-- Work to complete --
Repeat the lines from the one holding "Look at the photo above. For every instance of the tiled" through the last line, inclusive, with the requests kept as they are. Raise every pixel coordinate in the answers by 93.
---------- Data provided
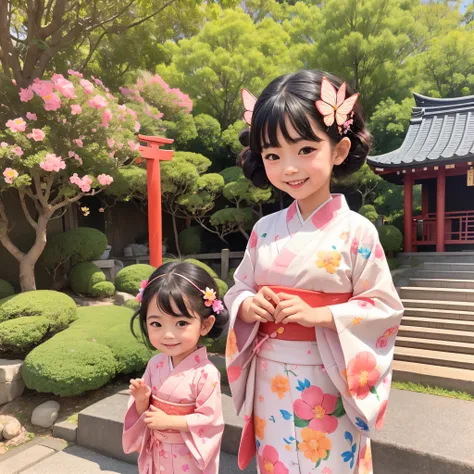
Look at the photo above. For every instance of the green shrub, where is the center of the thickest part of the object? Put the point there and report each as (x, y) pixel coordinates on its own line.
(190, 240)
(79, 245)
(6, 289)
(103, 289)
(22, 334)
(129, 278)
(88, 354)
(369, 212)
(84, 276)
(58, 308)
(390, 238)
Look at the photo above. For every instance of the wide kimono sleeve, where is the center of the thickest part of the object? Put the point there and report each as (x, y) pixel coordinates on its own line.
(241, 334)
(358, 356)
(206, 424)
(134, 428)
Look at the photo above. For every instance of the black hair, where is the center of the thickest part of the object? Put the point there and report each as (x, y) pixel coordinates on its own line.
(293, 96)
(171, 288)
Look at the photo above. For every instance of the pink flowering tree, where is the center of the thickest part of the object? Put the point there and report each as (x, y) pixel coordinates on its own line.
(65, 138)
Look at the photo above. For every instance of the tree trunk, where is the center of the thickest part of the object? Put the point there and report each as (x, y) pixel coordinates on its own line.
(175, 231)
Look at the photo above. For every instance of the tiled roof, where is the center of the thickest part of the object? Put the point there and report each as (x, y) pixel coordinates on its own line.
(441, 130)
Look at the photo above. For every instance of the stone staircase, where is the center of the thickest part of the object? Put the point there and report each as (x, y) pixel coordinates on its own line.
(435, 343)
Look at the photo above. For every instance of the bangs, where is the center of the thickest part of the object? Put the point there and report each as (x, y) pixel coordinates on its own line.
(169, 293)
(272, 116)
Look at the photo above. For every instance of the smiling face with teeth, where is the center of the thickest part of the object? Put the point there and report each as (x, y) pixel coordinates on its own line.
--------------------
-- Written reply --
Look at the photo above. For every instance of the tiled roof, where is the center of the thickest part of the object? Put the point there and report each as (x, y) pixel coordinates on its own line.
(534, 223)
Look at the photo above. For every instance of the stone staircase, where is the center of the thickest part of the object? Put the point there and report each as (x, y) pixel coordinates on its own line.
(528, 436)
Look at the photo above. For every instance of the bangs, where is the center of the thickest part of the object? Put the point there and report each as (x, y) pixel coordinates on its own line.
(262, 386)
(365, 209)
Look at the photo above. For every instance of the smiling face with teeth, where is the center of the thickest part of the object? Put the point there and report each as (x, y) pixel coordinates on its own line.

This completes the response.